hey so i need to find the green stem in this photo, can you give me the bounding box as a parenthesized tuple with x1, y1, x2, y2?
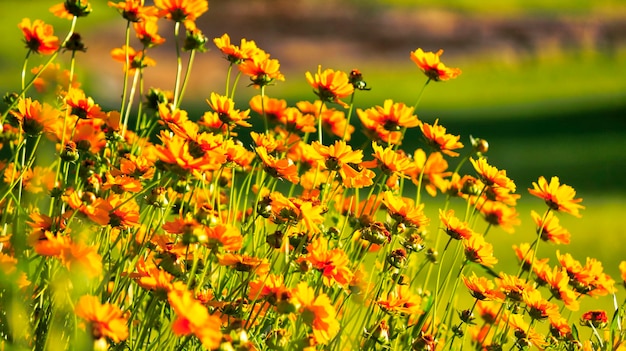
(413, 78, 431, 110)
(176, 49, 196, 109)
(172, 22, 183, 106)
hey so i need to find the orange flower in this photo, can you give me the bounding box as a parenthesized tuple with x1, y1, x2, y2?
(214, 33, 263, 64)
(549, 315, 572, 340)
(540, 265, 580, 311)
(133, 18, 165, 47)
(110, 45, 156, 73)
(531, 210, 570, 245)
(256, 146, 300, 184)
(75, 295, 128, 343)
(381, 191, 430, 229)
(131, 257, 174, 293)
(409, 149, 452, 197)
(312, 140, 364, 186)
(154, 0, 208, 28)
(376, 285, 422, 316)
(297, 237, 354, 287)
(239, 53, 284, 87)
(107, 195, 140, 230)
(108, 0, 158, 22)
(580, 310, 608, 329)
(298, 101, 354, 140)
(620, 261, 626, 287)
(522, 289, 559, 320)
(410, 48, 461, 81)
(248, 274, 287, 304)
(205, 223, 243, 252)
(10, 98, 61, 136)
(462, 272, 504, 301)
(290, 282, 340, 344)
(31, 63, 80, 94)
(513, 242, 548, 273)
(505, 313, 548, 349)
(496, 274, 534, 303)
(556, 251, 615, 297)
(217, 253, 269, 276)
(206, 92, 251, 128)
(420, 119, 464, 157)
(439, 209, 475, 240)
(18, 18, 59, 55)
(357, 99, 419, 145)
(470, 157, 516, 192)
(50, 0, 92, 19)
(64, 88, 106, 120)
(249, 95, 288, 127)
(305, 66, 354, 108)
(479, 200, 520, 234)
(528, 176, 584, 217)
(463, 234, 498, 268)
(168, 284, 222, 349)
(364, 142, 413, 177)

Aim of the exercise: The answer should contain all the material above, copied exactly, and no images.

Solution to this task:
hey so i need to find the green stem in this photo, can you give me the bounding box as a parenthesized tuple with x1, y1, x2, y2?
(413, 78, 431, 110)
(176, 49, 196, 109)
(172, 22, 183, 106)
hey so i need to find the orange flower in this photo, can you give me the bounding box as a parenthesized tuple with x1, y1, x2, y2?
(214, 33, 263, 64)
(549, 315, 572, 340)
(540, 265, 580, 311)
(133, 18, 165, 47)
(110, 45, 156, 73)
(531, 210, 570, 245)
(256, 146, 300, 184)
(75, 295, 128, 343)
(381, 191, 430, 229)
(131, 257, 174, 293)
(409, 149, 452, 197)
(312, 140, 364, 186)
(154, 0, 208, 28)
(376, 285, 422, 316)
(297, 237, 354, 287)
(239, 53, 284, 87)
(107, 195, 140, 230)
(108, 0, 158, 22)
(580, 310, 608, 329)
(298, 101, 354, 140)
(620, 261, 626, 287)
(522, 289, 559, 320)
(410, 48, 461, 81)
(248, 274, 287, 304)
(205, 223, 243, 252)
(10, 98, 61, 136)
(462, 272, 504, 301)
(290, 282, 340, 344)
(31, 63, 80, 94)
(513, 242, 548, 273)
(505, 313, 548, 349)
(496, 274, 534, 303)
(556, 251, 615, 297)
(217, 253, 269, 276)
(206, 92, 251, 128)
(420, 119, 464, 157)
(439, 209, 475, 240)
(18, 18, 59, 55)
(357, 99, 419, 145)
(470, 157, 516, 192)
(50, 0, 92, 19)
(64, 88, 106, 120)
(249, 95, 288, 127)
(305, 66, 354, 108)
(479, 200, 520, 234)
(528, 176, 584, 217)
(463, 234, 498, 268)
(168, 284, 222, 349)
(364, 142, 413, 177)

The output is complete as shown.